**Short task:** Please copy the listing below without any changes, beginning at its first line and stopping after the line that contains "[[314, 204], [427, 186], [229, 201]]", with that line included.

===== Material supplied

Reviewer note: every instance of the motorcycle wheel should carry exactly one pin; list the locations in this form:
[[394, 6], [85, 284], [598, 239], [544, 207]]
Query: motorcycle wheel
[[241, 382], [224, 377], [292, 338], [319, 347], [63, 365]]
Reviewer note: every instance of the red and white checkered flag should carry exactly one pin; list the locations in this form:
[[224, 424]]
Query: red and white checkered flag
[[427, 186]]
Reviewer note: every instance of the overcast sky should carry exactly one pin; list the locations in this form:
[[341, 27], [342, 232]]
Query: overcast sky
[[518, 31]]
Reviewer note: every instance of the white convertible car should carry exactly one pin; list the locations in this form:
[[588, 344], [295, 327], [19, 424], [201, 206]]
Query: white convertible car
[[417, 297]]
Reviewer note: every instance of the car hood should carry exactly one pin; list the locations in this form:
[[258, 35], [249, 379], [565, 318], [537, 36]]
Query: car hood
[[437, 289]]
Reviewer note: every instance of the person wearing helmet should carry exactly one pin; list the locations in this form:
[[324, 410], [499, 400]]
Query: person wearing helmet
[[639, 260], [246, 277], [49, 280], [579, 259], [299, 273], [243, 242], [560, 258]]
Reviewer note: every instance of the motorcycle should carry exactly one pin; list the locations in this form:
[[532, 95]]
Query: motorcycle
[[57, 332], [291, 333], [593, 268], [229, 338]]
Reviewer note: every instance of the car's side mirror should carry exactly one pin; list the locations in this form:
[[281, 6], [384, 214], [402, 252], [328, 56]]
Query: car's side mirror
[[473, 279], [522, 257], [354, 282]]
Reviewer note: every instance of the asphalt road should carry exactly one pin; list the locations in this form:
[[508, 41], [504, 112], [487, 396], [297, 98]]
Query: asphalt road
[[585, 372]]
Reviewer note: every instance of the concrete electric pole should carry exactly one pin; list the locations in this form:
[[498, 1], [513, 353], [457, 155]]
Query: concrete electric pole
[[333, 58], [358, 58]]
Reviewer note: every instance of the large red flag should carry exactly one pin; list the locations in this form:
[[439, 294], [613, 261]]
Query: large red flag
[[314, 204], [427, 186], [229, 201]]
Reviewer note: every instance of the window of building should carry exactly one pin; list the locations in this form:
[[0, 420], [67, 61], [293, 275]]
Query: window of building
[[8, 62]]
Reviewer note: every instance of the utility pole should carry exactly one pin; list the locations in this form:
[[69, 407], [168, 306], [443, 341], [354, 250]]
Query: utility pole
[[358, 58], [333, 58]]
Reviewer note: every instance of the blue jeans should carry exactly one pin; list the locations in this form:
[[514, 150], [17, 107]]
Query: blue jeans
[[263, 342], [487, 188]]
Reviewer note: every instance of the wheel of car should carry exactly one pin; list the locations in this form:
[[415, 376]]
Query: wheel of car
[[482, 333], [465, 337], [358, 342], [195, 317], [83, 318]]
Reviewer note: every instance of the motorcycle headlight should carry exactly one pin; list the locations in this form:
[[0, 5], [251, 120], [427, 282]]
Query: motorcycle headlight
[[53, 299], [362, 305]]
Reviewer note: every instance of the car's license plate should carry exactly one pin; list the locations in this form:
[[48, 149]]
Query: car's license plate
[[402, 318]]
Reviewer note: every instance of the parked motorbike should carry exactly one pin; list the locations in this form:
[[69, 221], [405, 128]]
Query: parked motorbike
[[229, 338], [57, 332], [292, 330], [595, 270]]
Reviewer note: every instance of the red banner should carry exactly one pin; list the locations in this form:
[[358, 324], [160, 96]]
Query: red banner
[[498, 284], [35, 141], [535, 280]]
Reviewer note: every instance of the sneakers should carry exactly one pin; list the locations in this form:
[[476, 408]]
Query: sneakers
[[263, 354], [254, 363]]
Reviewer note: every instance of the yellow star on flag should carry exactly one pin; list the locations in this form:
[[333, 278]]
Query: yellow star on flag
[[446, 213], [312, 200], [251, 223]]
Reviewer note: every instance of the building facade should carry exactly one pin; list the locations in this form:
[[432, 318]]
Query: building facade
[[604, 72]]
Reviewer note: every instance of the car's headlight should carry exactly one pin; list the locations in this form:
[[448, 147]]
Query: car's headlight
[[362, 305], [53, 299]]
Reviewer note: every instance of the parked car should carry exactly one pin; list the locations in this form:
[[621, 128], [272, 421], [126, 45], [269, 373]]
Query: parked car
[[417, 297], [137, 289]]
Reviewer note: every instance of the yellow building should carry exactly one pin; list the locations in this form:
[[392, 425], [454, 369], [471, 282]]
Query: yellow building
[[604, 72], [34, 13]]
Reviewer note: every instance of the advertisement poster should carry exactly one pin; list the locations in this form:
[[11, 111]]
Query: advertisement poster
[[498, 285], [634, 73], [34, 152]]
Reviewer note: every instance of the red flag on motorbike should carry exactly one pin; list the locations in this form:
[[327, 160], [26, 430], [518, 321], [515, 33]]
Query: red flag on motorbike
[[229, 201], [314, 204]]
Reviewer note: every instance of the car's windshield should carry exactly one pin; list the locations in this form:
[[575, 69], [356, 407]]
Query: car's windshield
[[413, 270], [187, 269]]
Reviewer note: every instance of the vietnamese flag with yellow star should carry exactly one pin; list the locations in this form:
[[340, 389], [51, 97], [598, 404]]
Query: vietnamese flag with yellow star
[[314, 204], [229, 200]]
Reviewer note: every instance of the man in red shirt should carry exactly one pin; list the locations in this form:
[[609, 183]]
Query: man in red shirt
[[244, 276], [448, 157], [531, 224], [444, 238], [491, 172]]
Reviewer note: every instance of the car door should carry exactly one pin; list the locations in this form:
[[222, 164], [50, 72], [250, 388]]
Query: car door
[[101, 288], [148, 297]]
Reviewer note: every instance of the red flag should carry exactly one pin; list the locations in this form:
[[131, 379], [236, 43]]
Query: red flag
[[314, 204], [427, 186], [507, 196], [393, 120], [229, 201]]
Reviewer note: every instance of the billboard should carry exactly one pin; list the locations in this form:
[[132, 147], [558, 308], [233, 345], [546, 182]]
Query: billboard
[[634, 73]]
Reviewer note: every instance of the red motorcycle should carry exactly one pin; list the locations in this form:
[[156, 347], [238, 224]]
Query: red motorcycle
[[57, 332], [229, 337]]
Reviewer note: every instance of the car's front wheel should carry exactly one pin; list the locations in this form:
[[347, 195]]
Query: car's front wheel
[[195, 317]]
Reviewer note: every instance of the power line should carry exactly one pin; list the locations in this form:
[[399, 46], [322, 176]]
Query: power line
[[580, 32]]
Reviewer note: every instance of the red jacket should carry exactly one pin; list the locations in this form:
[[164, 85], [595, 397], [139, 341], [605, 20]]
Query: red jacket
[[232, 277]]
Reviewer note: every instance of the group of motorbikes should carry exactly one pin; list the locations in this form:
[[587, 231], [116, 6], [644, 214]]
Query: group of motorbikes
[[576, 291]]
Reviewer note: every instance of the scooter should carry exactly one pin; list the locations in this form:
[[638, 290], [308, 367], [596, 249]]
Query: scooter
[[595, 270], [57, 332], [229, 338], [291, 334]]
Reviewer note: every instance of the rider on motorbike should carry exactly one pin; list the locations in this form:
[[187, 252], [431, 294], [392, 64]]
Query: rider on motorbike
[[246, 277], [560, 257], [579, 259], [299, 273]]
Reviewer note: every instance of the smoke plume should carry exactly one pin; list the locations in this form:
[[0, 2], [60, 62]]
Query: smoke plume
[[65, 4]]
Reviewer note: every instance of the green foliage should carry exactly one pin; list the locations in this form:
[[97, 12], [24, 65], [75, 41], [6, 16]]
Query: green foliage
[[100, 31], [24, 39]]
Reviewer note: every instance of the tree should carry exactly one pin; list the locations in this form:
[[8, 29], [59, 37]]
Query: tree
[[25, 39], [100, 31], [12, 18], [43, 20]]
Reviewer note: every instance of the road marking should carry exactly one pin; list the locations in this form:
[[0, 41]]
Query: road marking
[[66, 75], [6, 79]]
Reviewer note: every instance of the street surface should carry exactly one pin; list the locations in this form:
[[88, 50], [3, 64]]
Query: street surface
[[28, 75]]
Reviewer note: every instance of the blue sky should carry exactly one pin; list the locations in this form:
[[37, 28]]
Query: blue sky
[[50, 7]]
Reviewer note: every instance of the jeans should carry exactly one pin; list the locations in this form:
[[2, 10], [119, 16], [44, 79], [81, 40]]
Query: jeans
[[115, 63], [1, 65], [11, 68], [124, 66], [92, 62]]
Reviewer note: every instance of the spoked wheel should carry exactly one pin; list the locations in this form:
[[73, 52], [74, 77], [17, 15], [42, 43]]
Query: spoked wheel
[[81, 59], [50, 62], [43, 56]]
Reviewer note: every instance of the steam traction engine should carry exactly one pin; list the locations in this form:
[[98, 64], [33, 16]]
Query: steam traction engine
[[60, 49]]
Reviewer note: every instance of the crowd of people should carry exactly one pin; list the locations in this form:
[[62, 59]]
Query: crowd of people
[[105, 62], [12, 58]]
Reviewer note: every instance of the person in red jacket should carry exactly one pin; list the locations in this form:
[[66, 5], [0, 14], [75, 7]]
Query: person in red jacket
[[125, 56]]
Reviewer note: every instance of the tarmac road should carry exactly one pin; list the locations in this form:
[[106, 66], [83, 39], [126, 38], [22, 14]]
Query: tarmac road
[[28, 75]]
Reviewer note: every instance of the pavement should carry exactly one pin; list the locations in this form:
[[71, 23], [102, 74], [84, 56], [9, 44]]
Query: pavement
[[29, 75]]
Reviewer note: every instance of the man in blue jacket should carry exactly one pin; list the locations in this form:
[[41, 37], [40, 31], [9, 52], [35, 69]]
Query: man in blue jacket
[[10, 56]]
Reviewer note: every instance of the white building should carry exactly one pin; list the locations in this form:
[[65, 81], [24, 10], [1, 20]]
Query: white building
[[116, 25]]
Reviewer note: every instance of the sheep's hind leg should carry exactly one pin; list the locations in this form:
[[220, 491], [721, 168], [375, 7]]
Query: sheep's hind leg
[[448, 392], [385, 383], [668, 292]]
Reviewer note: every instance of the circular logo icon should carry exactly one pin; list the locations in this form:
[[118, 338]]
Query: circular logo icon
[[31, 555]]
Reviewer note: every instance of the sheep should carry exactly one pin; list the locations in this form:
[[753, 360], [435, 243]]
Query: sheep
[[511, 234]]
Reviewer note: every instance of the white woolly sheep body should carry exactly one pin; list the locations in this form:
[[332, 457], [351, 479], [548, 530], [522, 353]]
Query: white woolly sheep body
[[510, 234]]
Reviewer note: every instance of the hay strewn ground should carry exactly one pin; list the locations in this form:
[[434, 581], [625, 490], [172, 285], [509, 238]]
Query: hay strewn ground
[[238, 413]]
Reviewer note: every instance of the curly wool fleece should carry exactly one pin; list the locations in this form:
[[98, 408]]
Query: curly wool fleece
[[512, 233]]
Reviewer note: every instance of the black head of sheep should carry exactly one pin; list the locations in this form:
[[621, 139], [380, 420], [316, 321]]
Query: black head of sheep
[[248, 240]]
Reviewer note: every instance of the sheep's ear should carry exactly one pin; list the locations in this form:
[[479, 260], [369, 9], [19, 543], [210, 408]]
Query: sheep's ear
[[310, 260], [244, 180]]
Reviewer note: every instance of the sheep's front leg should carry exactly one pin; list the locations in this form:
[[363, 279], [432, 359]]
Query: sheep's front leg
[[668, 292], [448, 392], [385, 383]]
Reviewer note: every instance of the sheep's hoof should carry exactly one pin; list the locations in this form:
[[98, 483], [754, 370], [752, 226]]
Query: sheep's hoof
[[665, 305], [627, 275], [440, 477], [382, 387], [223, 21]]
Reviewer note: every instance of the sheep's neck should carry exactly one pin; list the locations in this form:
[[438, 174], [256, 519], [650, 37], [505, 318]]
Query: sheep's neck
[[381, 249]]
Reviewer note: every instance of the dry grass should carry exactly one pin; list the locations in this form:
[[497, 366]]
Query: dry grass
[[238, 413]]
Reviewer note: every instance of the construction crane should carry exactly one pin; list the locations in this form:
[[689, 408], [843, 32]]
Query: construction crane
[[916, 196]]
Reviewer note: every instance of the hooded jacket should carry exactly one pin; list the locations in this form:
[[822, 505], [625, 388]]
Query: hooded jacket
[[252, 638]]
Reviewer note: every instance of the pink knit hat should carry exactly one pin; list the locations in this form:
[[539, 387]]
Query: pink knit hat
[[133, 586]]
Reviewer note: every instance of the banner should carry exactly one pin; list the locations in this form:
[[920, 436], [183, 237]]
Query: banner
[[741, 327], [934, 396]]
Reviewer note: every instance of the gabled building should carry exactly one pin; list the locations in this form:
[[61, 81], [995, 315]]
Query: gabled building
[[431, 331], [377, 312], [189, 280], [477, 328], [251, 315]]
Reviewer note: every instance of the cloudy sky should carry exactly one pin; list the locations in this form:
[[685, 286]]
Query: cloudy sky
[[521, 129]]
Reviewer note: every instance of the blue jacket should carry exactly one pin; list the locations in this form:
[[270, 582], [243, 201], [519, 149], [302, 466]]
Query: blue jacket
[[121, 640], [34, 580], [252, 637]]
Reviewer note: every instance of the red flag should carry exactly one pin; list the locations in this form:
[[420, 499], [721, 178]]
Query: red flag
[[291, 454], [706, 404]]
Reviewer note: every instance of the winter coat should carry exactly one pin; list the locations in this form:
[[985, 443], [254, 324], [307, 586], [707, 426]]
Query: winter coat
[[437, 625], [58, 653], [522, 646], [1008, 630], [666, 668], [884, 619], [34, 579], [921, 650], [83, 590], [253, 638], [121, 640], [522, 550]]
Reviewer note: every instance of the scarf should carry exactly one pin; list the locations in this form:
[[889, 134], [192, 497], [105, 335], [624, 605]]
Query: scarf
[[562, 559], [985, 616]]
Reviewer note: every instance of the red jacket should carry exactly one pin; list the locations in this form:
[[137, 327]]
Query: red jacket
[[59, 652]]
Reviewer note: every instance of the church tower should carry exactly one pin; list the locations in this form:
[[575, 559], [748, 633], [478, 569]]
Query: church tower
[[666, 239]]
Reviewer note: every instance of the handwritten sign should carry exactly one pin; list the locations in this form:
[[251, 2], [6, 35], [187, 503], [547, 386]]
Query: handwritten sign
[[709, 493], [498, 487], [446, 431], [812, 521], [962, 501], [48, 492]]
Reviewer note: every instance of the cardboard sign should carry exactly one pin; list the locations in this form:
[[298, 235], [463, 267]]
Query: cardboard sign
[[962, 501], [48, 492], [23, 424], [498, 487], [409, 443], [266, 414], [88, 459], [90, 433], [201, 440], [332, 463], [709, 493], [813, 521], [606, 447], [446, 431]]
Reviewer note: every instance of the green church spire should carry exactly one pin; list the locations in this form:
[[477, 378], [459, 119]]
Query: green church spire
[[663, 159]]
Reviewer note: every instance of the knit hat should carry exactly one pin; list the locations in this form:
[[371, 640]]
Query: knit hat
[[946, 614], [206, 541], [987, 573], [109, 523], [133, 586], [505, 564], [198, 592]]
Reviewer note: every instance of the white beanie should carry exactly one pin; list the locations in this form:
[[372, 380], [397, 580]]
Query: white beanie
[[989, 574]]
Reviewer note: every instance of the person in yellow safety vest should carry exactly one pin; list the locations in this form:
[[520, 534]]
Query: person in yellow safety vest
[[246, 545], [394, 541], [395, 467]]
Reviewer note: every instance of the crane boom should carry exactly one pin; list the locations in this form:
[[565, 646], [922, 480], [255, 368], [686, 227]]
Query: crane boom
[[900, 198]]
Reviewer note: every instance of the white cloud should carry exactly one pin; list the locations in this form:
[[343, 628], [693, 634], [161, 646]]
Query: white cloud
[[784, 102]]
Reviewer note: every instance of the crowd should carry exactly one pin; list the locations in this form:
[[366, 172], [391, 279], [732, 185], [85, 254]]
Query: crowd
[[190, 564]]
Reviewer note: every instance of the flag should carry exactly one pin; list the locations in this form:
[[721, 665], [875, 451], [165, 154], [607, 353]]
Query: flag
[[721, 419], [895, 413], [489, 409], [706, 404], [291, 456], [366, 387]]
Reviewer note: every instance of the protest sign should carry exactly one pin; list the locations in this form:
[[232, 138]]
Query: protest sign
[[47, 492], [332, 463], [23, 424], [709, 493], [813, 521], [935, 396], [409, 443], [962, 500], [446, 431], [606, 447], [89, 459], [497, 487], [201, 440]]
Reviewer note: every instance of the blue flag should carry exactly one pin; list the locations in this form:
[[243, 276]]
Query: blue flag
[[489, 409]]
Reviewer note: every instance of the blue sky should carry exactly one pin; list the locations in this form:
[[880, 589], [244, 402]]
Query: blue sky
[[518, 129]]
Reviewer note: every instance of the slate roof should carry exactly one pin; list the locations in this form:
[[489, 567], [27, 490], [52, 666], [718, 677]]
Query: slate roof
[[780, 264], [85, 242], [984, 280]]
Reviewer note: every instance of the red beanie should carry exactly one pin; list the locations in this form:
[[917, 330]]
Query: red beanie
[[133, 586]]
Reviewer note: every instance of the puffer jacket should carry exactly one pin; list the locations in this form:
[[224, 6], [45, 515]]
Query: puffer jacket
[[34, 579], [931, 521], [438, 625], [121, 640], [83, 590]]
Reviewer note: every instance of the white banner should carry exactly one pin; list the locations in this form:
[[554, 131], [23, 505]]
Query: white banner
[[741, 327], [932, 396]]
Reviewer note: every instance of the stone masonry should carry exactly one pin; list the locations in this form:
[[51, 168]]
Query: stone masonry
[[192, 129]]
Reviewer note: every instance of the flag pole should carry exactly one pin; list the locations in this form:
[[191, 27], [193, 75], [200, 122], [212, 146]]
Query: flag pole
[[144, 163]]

==========

**Answer for the task:**
Reviewer note: every instance of the motorcycle wheel should carry exactly one pin; list the locations in this form:
[[394, 6], [85, 284], [598, 239], [544, 207]]
Query: motorcycle wheel
[[241, 382], [224, 377], [292, 338], [319, 347], [63, 365]]
Reviewer note: every instance of the red and white checkered flag should carry exactly one pin; list the locations in this form:
[[224, 424]]
Query: red and white checkered flag
[[427, 186]]
Reviewer note: every instance of the overcast sky should carry exactly one pin; list the locations in this form:
[[341, 27], [342, 232]]
Query: overcast sky
[[518, 31]]
Reviewer note: every instance of the white convertible car should carry exactly one pin; list the locations in this form:
[[588, 344], [295, 327], [19, 424], [201, 206]]
Query: white convertible car
[[417, 297]]
Reviewer note: every instance of the car hood should carry exactly one pin; list the locations in this form:
[[258, 35], [249, 379], [565, 318], [537, 36]]
Query: car hood
[[437, 289]]
Reviewer note: every instance of the person wearing helmet should carry exactly one pin; list the locations in this form:
[[324, 410], [499, 400]]
Query: person wearing helmet
[[639, 260], [246, 277], [49, 280], [579, 259], [299, 273], [243, 242], [560, 258]]
Reviewer note: every instance of the motorcycle should carry exactly one pin; list the locations in this form:
[[532, 95]]
Query: motorcycle
[[57, 332], [291, 333], [593, 268], [229, 338]]
Reviewer note: every instance of the car's side mirror should carry exactly one pin; list the locations in this form:
[[281, 6], [384, 214], [402, 252], [328, 56]]
Query: car's side mirror
[[473, 279], [522, 257], [354, 282]]
Reviewer note: every instance of the asphalt road should carry exactly one pin; list the locations in this form:
[[508, 41], [504, 112], [487, 396], [297, 98]]
Query: asphalt road
[[585, 372]]
Reviewer note: every instance of the concrete electric pole should carry exactly one pin; list the locations in this form:
[[498, 1], [513, 353], [457, 155]]
Query: concrete electric pole
[[333, 58], [358, 58]]
Reviewer note: every instance of the large red flag should carry exactly one pin; list the locations in this form:
[[439, 294], [613, 261]]
Query: large red flag
[[314, 204], [427, 186], [229, 201]]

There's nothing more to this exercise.